• _TEXT SEGMENT_
--------------------------------

# Cleaning driftwood



## Momotaro (Feb 21, 2003)

You can always take the wood out and give it a good scrub with a stiff brush.

However, I have the feeling you want to clean the wood _without_ removing it from the aquarium!  

To do that, you'll need to beat back the algae. Good CO2 levels of 30ppm or higher and a stable fertilizing regime are going to be your best bet to clean off the wood sans elbow grease.

What are your water parameters, Quincymom?

Mike


----------



## Quincymom (May 8, 2005)

Momotaro said:


> You can always take the wood out and give it a good scrub with a stiff brush.
> 
> However, I have the feeling you want to clean the wood _without_ removing it from the aquarium!
> 
> ...


A stiff brush woud be fine with me. My water is okay, if I can remember from this am the gh is 6 , kh is 4.5, pH is 6.8, and the CO2 I have is Excel and a Turbo CO2 Biosystem made by Red Sea. No algae on the plants, only a little on glass, just fuzzy driftwood. Oh, on another post I found out to remove the bio chem zorb from the filter, which I have, but now after 3 days the tank stinks, I can really smell it when I stand over the tank. Will that odor go away?


----------



## plantbrain (Dec 15, 2003)

Water changes will reduce any odor for the most part.
I use bleach for rocks and wood, equipment cleaning etc, add dechlor after a good rinse and then a bit to the tank.

Unless the wood is really and truly huge, removing it every so often is not a bad idea. H2O2 can be used, peroxide........microwave, drying the wood out, fire even for that charred look Do not worry, the wood is wet.

Regards, 
Tom Barr


----------



## Momotaro (Feb 21, 2003)

I have used peroxide before.

--------------------------------

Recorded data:
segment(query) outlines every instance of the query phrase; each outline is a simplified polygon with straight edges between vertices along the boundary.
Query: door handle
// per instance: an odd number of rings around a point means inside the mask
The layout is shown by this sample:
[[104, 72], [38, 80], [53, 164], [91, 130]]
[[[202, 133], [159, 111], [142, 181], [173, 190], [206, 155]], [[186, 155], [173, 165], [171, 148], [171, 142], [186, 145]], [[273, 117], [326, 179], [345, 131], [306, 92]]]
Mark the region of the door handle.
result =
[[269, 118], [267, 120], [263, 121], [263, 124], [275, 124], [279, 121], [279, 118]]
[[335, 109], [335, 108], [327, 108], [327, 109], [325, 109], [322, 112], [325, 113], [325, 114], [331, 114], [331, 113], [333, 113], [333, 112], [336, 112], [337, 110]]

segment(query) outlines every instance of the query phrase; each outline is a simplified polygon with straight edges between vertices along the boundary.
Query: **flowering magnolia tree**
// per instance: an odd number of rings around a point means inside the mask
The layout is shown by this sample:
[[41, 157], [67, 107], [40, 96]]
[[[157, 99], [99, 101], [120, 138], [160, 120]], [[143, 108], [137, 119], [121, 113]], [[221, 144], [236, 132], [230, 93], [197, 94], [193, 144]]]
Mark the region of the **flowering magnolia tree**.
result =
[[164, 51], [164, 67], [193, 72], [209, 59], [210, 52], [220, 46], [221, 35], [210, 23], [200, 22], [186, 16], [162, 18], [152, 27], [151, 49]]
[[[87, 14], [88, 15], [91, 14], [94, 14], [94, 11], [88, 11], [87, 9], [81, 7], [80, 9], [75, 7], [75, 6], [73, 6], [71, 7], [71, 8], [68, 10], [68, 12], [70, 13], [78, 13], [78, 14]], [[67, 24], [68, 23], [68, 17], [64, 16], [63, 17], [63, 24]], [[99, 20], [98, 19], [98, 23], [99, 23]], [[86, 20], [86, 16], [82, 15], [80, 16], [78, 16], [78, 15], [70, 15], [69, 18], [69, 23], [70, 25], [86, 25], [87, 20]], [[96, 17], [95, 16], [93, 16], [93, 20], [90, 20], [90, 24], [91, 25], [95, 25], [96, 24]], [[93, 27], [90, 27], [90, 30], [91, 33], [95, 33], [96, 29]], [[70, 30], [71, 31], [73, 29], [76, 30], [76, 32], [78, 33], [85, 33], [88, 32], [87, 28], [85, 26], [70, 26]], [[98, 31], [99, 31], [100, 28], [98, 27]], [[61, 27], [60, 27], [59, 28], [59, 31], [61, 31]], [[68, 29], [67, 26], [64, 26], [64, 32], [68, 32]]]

--------------------------------

• _TASK REQUIREMENTS_
[1] In the driftwood cleaning thread, what CO2 level does Momotaro suggest for beating back algae?
[2] Continue the driftwood cleaning thread from its last line.

• _THE REPLIES_
[1] 30 ppm or higher.

[2]
I got the wood after it had been in someone else's aquarium and been allowed to dry out for quite some time. The wood was very dry, so I was afraid to bleach it. I thought the bleach would really soak deeply into the wood, making dechlorinating tough. I soaked the wood well with peroxide and scrubbed with a stiff brush, which seemed to work pretty well.

Mike


----------



## Bert H (Dec 15, 2003)

You could also boil it. If too big to fit in your pot, just dip the algae infested areas into the water. I actually did that once and when I put the wood back in the tank, all the herbivores (ottos, shrimp) went to town on the 'cooked algae.'


----------



## Quincymom (May 8, 2005)

plantbrain said:


> Water changes will reduce any odor for the most part.
> I use bleach for rocks and wood, equipment cleaning etc, add dechlor after a good rinse and then a bit to the tank.
> 
> Unless the wood is really and truly huge, removing it every so often is not a bad idea. H2O2 can be used, peroxide........microwave, drying the wood out, fire even for that charred look Do not worry, the wood is wet.
> ...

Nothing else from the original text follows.